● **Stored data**

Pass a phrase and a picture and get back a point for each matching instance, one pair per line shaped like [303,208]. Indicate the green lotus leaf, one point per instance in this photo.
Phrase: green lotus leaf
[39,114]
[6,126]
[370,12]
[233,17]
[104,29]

● **WORK INSTRUCTIONS**
Return all of the entries above exactly as they stand.

● **WRITTEN SOLUTION**
Pass a phrase and a picture and get back a point for each matching instance, one pair per line shaped like [303,208]. Indicate the green lotus leaf, one point per instance in this photo.
Phrase: green lotus leaf
[39,114]
[6,126]
[370,12]
[233,17]
[104,29]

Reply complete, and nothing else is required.